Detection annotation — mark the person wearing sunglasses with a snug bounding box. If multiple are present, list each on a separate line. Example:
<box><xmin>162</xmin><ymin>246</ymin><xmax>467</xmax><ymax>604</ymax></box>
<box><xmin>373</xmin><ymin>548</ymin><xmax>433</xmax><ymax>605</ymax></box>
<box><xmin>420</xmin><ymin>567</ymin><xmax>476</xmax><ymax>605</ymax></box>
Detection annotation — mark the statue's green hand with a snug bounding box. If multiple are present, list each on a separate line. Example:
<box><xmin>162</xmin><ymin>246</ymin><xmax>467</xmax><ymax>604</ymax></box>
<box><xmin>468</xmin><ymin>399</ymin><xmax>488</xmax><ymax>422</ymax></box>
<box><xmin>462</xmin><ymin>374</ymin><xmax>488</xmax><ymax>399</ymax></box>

|---|

- _The problem_:
Can you write out every line above again, wording and all, offsetting each box coordinate in the answers by 139 and leaving the sample box in the wording unchanged?

- _Result_:
Detection annotation — mark the person wearing sunglasses with a snug bounding box. If multiple are present, list each on a separate line. Example:
<box><xmin>162</xmin><ymin>246</ymin><xmax>467</xmax><ymax>604</ymax></box>
<box><xmin>512</xmin><ymin>687</ymin><xmax>572</xmax><ymax>744</ymax></box>
<box><xmin>559</xmin><ymin>706</ymin><xmax>615</xmax><ymax>744</ymax></box>
Detection annotation — mark the statue's green hand with a snug bounding box. If multiple are present, list each on a separate line. Example:
<box><xmin>162</xmin><ymin>246</ymin><xmax>467</xmax><ymax>604</ymax></box>
<box><xmin>607</xmin><ymin>538</ymin><xmax>627</xmax><ymax>561</ymax></box>
<box><xmin>601</xmin><ymin>513</ymin><xmax>627</xmax><ymax>538</ymax></box>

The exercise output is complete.